- [What you have to do] Leaving out all pictures, restate word for word the lines from the one with "Would it be possible to detect the stone cornice" through the last line of the entries.

(Image-backed grounding data)
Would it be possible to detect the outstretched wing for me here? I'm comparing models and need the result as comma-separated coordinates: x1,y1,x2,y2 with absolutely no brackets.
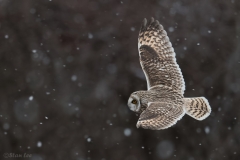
138,18,185,94
136,102,185,130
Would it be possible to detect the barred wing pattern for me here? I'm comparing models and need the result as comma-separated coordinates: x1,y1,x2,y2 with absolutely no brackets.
138,18,185,94
137,102,185,130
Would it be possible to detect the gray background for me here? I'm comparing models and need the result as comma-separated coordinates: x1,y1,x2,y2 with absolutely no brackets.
0,0,240,160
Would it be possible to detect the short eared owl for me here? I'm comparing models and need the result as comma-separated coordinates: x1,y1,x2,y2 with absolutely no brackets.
127,18,211,130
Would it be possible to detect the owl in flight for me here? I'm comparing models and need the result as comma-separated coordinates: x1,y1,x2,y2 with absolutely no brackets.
127,18,211,130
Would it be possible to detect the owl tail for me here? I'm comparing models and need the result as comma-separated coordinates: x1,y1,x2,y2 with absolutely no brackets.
183,97,211,120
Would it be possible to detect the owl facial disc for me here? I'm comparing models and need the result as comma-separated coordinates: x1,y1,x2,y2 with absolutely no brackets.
127,94,141,112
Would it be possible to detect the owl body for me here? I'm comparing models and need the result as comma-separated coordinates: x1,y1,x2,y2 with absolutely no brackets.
127,18,211,130
128,85,184,114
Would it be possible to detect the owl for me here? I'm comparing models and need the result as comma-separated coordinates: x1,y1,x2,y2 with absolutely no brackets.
127,18,211,130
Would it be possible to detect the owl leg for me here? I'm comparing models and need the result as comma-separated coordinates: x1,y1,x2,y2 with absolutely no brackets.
183,97,211,120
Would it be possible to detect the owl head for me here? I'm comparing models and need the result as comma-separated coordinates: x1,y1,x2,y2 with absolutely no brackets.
127,93,141,112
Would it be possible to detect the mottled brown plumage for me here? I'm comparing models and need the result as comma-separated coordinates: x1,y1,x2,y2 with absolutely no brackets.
127,18,211,130
138,17,185,93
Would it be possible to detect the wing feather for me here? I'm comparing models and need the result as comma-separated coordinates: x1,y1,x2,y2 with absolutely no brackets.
138,18,185,94
137,102,185,130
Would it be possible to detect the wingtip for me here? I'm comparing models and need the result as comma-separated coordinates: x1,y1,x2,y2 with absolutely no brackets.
139,17,163,35
142,18,147,27
150,17,154,24
141,17,162,29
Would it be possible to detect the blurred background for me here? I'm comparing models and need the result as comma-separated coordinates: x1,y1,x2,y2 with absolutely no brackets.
0,0,240,160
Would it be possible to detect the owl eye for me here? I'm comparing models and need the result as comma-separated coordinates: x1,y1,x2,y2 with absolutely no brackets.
131,99,137,104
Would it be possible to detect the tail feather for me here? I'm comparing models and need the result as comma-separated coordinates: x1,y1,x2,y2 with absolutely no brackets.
183,97,211,120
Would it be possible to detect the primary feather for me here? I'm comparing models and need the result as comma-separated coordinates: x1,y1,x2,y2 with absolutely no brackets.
138,17,185,94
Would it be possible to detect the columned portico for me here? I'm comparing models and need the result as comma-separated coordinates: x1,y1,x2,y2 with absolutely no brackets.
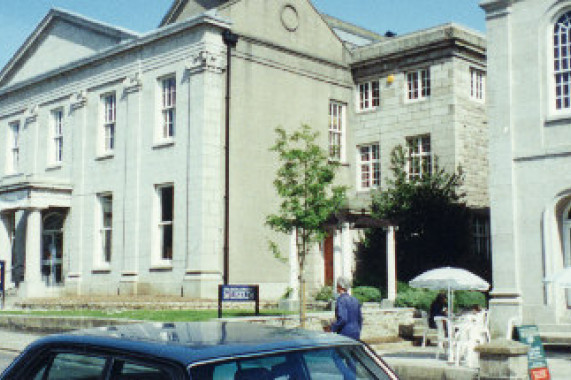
0,183,71,298
0,213,12,285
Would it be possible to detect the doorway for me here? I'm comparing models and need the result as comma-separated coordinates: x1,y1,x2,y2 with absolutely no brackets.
42,212,64,286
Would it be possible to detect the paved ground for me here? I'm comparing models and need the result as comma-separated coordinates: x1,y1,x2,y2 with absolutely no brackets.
1,329,570,378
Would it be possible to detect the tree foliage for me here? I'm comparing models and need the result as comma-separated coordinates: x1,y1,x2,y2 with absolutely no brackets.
267,125,346,324
355,145,480,287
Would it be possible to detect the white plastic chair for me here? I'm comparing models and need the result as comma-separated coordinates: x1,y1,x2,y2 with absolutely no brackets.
420,311,435,347
454,319,486,367
433,316,453,361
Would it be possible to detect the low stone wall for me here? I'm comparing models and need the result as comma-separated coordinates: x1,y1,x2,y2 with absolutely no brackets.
224,305,416,343
0,304,416,341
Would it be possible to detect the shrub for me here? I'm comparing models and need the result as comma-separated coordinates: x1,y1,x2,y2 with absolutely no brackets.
314,286,334,302
394,281,487,312
395,283,437,311
455,291,486,311
352,286,382,303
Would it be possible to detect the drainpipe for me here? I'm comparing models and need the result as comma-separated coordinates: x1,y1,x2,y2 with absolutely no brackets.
222,30,238,285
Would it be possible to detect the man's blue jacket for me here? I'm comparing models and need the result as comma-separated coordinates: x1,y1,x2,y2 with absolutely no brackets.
330,292,363,340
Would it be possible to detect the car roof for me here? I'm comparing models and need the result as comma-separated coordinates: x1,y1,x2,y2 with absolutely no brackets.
28,321,358,367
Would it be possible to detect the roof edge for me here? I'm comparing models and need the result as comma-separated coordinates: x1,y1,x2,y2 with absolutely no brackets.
0,11,231,97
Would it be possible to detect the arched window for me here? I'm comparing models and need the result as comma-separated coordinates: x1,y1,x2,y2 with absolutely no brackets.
563,204,571,266
43,213,64,232
554,11,571,110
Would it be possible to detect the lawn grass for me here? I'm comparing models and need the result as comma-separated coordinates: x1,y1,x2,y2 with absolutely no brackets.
0,309,294,322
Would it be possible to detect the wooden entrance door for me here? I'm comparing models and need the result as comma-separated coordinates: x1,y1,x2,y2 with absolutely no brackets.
324,235,334,286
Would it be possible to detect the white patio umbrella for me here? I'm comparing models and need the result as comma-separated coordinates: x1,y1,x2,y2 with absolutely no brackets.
409,266,490,361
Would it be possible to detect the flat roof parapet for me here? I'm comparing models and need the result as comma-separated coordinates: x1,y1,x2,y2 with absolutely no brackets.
351,23,486,64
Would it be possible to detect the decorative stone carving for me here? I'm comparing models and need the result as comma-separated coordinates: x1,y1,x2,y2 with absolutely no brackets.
70,90,87,110
186,50,225,74
123,72,142,93
24,104,38,122
281,5,299,32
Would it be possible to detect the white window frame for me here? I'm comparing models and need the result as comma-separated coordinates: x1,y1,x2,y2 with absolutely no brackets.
406,135,432,180
406,68,431,101
328,101,346,161
7,121,20,174
357,81,380,111
357,144,380,191
159,76,176,140
155,184,174,263
472,216,491,261
470,68,486,101
101,93,116,154
97,193,113,266
553,11,571,112
563,203,571,267
50,108,64,165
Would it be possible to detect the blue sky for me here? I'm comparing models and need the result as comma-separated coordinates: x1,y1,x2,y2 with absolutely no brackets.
0,0,485,70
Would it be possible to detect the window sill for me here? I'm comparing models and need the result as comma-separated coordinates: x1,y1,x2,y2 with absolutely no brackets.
153,139,175,150
150,263,173,272
405,97,429,103
46,164,62,171
545,113,571,127
328,159,350,167
2,172,23,180
92,266,111,274
356,107,379,114
356,187,379,194
95,153,114,161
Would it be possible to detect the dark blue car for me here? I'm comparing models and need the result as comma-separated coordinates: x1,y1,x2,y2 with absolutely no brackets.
1,321,398,379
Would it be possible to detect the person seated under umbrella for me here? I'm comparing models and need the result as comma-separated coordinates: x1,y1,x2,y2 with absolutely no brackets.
428,292,448,329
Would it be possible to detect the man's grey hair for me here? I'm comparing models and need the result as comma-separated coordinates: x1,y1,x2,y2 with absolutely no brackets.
336,276,351,290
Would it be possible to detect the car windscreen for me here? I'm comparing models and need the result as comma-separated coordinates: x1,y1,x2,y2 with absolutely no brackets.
189,344,395,380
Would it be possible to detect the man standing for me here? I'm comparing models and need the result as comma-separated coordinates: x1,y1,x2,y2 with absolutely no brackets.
329,277,362,340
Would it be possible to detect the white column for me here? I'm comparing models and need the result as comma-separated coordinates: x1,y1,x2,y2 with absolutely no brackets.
387,225,397,303
25,209,42,289
333,230,342,285
0,214,11,285
341,223,353,279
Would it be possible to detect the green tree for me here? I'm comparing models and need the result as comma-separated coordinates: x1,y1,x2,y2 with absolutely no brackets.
267,125,346,326
355,145,481,287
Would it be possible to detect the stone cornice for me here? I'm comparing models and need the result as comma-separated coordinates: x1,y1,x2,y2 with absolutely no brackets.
0,12,230,98
480,0,521,19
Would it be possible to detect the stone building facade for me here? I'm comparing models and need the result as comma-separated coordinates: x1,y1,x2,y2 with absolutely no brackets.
482,0,571,336
0,0,489,300
349,24,488,209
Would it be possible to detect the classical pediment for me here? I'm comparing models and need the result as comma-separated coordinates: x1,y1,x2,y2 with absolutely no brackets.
0,8,139,89
161,0,347,64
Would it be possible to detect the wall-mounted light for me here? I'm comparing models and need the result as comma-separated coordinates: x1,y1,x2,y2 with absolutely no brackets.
387,75,395,85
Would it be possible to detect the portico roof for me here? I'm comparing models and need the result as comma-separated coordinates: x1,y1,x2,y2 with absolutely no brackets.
325,208,393,229
0,182,72,211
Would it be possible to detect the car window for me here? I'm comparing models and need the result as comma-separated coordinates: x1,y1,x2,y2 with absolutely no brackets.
303,347,385,380
32,352,107,380
111,360,172,380
189,345,393,380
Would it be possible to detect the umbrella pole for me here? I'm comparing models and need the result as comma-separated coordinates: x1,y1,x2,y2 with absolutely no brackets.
448,286,453,363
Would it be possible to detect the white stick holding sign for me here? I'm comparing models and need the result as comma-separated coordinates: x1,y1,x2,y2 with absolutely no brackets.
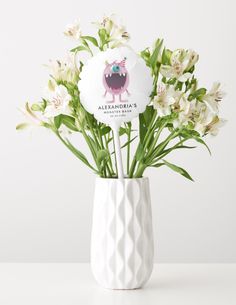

- [Answer to this problem]
Would it be possible to detect the stone cornice for me here? I'm comparing models and need the result as comma-separated coordinates: x1,y1,x2,y2 with absolutely no brackets.
0,12,230,98
480,0,521,19
Would it be possible to detect the stone building facade for me here? I'm comparing models and need the result as comma-separated coordinates: x1,y1,x2,y2 with absolutely no brackets.
482,0,571,336
0,0,489,300
349,24,488,209
Would it be possible to detect the classical pediment for me here? I'm comparing models and need the result as comma-separated coordinates: x1,y1,x2,y2 with absolutely no brackets.
0,8,139,89
161,0,347,64
Would it be possible to detect the wall-mounted light for me here? I'm comparing models and need the result as comma-separated coordinates: x1,y1,x2,y2 with absolutely no brackets.
387,75,395,85
Would it be possible to detect the portico roof for me here? I'm comparing models and need the result as comma-separated coordinates: x1,y1,x2,y2 with absolutely no brackets.
325,208,393,229
0,182,72,211
Would it be possible to detect the car window for me here? I'm comparing models and need the result as comma-separated coordinates: x1,y1,x2,y2 with absolutely no brackets.
303,347,385,380
32,352,107,380
111,360,172,380
189,345,393,380
Would it be possible to detect the umbrella pole for me here? I'm comparing models and need the result as comma-separated coordinates: x1,y1,x2,y2 with absolutely no brackets.
448,286,453,363
Would it be possible to detect the white stick holding sign for me here? I'm comparing models and need the result as comma-separated coordinates: x1,y1,x2,y2 with absolutely no brackets.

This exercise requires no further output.